Top of TEXT FOR ANALYSIS

Government and CENIT Energy Limited (CEL), a Ghanaian independent power producer, have successfully secured terms for an amended Power Purchase Agreement (PPA).
Per the agreement, CEL has decided to convert its power plant into a tolling structure and transfer all resulting cost savings to ECG.
A statement issued by the Public Relations Unit of the Ministry of Finance noted that, the commitment made by CEL is crucial in reinforcing government’s efforts to build a balanced and sustainable energy sector.
“The terms agreed to between government and CEL will produce a more favourable situation for both parties and ultimately reduce the cost of electricity for the people of Ghana,” the Ministry explained in the statement.
Ministry of Finance also noted that amongst other things, “CEL has agreed to a further reduction in the capital recovery tariff of 38.9% as this will result in total savings to government and all Ghanaians in excess of US$200 million over the remaining life of the PPA.”

Bottom of TEXT FOR ANALYSIS
Top of SOURCE MATERIAL

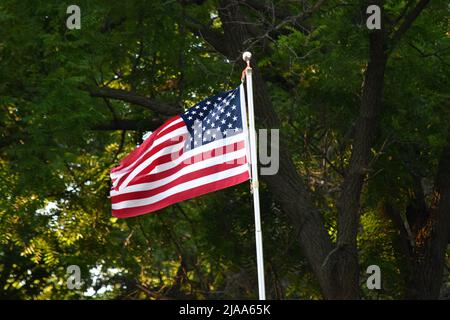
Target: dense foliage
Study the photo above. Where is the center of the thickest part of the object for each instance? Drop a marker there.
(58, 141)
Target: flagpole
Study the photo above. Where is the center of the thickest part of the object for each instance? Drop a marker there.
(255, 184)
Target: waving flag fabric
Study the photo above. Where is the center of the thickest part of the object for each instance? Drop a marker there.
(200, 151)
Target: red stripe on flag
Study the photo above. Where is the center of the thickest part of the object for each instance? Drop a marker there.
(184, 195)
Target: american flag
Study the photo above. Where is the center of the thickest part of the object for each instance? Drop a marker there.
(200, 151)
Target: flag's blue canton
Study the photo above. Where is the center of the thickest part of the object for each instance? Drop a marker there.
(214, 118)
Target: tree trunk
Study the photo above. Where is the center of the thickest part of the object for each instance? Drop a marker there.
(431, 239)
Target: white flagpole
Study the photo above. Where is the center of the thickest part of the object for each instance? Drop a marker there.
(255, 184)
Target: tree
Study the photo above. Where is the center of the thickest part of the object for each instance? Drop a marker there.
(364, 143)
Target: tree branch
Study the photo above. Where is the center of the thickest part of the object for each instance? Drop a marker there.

Bottom of SOURCE MATERIAL

▶ **PROBLEMS AND TASKS**
1: From the article on the amended power purchase agreement above, repeat the passage that begins at the words "Government and CENIT" and ends after the words "Purchase Agreement (PPA).".
2: Answer these questions from the article on the amended power purchase agreement above:
(a) Into what kind of structure has CEL decided to convert its power plant?
(b) Which unit issued the statement about CEL's commitment?
(c) By what percentage has CEL agreed to further reduce the capital recovery tariff?

▶ **SOLUTIONS TO THE TASKS**
1:
Government and CENIT Energy Limited (CEL), a Ghanaian independent power producer, have successfully secured terms for an amended Power Purchase Agreement (PPA).

2:
(a) A tolling structure.
(b) The Public Relations Unit of the Ministry of Finance.
(c) 38.9%.